What you need to do: Turn the rows into a numbered list, starting with the line that contains "Note: mark the green tree" and continuing through the final line of the rows. Leave out any blank lines.

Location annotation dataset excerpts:
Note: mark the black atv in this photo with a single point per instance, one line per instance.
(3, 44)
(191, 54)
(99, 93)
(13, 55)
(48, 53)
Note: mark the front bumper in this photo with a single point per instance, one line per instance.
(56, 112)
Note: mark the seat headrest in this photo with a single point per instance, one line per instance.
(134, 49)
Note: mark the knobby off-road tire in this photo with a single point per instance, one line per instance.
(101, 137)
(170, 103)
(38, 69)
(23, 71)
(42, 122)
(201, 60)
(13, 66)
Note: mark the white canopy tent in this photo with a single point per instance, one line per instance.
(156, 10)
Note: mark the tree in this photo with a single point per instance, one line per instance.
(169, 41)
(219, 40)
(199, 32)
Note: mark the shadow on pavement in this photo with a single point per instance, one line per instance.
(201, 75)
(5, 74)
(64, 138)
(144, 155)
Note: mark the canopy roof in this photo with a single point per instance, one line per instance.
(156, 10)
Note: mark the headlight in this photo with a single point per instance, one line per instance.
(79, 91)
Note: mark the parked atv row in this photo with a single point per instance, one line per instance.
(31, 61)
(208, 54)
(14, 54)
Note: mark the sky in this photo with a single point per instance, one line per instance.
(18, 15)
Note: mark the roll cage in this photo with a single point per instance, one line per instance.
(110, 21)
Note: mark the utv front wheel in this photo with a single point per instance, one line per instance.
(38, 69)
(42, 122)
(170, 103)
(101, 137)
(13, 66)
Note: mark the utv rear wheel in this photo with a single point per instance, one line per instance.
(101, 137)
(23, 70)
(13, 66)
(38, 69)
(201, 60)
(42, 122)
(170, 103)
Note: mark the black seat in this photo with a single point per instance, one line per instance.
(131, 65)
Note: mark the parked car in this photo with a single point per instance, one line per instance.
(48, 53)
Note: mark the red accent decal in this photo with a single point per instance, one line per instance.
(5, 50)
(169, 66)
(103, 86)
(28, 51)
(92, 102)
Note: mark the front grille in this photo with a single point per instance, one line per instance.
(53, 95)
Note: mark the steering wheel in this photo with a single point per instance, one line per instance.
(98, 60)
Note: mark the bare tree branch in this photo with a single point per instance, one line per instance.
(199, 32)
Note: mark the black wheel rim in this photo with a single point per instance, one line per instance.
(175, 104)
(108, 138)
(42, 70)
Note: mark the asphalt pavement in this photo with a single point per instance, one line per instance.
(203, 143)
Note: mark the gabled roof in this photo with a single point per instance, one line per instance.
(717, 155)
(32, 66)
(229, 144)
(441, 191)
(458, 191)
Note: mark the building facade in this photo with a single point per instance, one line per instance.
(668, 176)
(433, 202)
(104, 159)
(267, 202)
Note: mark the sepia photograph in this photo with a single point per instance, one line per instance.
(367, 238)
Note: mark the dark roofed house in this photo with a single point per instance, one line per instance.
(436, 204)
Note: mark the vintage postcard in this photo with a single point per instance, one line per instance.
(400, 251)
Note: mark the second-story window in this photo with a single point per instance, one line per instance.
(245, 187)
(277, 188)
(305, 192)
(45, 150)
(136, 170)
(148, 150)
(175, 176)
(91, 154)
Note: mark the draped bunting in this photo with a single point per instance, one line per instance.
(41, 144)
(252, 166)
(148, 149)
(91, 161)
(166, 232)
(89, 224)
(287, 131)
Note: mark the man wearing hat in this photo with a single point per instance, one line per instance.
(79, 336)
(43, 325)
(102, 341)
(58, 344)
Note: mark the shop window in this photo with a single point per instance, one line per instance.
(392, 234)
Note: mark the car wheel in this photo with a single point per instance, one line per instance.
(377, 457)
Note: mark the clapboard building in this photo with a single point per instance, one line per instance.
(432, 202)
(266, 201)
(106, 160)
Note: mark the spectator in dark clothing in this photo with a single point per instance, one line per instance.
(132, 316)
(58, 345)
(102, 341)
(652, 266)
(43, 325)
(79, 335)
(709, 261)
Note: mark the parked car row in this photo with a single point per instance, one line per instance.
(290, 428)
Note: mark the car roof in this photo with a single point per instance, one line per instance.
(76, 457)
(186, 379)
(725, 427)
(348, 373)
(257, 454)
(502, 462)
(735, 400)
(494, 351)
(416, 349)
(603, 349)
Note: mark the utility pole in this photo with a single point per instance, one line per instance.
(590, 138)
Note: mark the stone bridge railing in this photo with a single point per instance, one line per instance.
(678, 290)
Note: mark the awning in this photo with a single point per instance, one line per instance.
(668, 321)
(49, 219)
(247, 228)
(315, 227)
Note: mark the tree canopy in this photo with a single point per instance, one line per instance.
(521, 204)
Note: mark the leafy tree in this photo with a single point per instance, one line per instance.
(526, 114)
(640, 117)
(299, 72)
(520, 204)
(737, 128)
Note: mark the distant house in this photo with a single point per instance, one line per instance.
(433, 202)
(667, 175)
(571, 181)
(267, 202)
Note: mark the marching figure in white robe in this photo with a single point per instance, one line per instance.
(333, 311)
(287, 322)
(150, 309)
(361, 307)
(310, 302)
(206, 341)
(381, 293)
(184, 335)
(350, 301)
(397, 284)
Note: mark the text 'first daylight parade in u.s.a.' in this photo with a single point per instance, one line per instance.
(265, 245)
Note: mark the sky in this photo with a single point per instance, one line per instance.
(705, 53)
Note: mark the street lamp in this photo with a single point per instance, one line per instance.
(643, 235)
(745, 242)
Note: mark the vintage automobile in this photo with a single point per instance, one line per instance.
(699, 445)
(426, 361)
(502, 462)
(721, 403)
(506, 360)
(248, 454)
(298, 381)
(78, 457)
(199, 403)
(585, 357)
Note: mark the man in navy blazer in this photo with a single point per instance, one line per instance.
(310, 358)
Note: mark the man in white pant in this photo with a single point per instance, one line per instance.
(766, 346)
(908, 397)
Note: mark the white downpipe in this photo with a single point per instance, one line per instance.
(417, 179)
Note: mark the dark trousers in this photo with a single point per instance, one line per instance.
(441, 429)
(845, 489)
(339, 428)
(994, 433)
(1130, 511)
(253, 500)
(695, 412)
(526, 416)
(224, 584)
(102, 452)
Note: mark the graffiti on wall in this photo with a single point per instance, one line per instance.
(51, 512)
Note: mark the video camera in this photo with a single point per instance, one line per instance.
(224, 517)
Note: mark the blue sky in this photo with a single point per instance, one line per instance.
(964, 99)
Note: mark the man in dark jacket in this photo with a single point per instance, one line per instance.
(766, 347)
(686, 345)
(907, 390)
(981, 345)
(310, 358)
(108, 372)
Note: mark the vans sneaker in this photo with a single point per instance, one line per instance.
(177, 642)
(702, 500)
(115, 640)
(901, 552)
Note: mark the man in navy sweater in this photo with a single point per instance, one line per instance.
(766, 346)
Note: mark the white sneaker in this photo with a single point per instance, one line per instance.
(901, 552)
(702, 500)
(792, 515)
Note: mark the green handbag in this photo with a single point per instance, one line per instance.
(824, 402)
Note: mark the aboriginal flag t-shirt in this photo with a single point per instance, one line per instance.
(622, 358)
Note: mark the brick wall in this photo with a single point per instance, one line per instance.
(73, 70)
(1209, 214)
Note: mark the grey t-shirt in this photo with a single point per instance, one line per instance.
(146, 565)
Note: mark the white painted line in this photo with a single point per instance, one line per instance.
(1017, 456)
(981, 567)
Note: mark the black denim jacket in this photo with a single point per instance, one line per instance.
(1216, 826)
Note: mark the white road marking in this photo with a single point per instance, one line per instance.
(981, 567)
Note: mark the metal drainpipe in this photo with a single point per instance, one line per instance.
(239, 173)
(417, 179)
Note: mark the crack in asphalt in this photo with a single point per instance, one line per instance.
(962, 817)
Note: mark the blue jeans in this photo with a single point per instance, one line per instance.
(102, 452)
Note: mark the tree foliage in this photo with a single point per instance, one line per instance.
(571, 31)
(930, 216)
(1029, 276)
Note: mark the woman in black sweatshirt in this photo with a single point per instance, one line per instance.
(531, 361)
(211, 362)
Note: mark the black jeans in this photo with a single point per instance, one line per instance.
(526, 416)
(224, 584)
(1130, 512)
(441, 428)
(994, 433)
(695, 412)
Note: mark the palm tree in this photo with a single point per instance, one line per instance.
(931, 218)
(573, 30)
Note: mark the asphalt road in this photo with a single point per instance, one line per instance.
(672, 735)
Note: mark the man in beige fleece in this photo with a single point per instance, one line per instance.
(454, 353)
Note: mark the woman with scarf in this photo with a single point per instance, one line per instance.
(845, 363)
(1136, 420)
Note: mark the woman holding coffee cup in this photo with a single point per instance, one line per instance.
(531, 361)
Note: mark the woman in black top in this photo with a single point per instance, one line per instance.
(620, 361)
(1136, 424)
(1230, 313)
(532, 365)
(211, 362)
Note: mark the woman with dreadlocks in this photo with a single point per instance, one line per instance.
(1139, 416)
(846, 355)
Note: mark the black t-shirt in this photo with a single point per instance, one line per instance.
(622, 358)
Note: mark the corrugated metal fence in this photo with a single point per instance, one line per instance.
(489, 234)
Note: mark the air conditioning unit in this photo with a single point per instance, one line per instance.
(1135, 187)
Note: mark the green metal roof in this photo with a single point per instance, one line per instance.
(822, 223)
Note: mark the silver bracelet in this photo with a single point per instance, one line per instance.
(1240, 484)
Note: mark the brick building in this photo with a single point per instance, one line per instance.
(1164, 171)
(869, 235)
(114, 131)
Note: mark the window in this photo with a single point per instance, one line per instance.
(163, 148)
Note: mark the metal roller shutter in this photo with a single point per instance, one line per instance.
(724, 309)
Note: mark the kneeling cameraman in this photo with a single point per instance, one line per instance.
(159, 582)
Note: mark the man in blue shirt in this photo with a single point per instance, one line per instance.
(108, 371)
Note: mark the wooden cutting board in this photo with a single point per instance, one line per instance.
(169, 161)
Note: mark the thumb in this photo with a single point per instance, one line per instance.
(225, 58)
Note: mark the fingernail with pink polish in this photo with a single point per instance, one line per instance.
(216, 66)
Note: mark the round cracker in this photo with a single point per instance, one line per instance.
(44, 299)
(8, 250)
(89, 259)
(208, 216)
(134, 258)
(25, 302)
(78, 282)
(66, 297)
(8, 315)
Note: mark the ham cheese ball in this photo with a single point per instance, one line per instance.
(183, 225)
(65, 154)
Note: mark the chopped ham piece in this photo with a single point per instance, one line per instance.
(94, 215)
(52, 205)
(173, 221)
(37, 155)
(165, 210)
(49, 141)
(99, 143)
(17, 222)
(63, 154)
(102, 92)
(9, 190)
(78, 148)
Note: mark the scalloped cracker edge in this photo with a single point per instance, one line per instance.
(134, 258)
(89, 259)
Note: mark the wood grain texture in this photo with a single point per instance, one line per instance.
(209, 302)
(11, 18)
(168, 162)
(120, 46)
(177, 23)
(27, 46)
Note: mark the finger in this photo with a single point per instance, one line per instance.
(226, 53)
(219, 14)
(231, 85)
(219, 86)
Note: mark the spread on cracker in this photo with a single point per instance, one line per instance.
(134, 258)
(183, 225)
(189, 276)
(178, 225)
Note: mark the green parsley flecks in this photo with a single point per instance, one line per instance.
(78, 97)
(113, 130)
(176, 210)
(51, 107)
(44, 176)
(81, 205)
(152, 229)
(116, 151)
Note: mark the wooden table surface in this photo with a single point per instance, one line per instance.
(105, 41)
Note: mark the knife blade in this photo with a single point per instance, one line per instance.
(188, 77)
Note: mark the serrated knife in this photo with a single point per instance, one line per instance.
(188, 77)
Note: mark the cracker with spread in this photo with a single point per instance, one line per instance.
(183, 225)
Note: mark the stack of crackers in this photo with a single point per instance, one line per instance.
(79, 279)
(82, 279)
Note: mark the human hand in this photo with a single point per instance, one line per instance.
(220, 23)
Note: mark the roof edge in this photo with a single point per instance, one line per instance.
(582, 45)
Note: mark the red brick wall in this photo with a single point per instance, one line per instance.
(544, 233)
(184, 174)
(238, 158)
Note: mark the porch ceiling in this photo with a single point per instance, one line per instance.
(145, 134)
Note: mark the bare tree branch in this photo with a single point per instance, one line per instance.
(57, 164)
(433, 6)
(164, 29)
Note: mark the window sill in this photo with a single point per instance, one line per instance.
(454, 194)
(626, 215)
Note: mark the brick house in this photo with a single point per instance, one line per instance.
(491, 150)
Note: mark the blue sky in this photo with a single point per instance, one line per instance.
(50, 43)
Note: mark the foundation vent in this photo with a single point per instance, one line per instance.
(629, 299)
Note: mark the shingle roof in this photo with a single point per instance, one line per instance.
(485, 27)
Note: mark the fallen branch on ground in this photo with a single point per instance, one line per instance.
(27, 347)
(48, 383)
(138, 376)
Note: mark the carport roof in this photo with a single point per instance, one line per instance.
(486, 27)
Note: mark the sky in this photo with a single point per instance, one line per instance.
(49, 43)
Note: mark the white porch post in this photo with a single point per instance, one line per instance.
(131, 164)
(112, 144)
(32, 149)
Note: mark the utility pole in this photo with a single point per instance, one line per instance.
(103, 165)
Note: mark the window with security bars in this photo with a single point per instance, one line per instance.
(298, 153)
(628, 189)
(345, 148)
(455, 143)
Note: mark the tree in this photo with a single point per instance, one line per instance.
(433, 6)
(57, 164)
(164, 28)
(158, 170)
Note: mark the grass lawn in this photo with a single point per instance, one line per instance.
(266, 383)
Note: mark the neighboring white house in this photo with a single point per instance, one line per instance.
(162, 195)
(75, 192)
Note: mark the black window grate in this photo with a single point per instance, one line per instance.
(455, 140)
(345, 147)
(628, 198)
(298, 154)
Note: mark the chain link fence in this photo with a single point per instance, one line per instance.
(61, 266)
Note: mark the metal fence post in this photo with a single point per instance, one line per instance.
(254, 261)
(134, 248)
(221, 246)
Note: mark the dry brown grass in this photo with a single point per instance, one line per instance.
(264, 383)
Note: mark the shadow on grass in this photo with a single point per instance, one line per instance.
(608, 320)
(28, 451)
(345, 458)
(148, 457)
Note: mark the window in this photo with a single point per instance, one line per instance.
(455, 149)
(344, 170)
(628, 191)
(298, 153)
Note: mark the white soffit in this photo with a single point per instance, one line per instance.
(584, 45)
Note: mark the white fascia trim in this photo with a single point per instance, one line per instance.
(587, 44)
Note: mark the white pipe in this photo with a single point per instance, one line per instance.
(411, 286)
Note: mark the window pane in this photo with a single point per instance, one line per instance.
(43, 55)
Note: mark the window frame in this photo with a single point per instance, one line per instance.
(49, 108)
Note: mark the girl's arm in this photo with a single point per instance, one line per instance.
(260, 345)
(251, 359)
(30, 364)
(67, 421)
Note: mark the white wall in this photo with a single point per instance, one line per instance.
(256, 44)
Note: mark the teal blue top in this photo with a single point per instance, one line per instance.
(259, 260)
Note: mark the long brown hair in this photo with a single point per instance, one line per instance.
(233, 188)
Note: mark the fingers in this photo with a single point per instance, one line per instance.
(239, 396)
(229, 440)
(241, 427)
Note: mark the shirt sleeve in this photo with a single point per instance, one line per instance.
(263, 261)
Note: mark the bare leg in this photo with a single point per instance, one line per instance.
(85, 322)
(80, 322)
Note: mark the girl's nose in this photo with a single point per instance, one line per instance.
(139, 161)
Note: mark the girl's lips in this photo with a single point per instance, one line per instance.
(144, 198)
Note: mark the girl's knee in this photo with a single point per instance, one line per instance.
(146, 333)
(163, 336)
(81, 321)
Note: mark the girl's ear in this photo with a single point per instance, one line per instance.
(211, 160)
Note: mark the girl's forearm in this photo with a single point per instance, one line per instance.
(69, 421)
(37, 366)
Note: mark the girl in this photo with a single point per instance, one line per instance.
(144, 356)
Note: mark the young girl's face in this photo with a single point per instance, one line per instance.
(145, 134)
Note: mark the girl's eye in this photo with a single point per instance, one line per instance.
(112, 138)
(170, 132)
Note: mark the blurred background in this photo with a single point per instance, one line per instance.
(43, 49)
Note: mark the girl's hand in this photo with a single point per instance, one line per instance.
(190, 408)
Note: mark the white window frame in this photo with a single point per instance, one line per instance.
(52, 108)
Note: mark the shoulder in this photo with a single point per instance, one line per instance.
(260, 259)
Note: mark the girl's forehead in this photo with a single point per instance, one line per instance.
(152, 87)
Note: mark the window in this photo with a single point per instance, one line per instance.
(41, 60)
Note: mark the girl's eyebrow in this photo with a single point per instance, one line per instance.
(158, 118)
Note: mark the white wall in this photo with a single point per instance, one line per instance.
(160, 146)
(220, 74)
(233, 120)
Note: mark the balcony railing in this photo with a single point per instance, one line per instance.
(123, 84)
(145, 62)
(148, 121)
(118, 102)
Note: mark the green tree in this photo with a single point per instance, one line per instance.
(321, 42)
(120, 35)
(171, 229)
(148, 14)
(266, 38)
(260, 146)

Completed task:
1. Note: mark the green tree in this photo with a single point per instance, one line per instance.
2. (321, 42)
3. (120, 35)
4. (171, 229)
5. (148, 14)
6. (266, 38)
7. (260, 146)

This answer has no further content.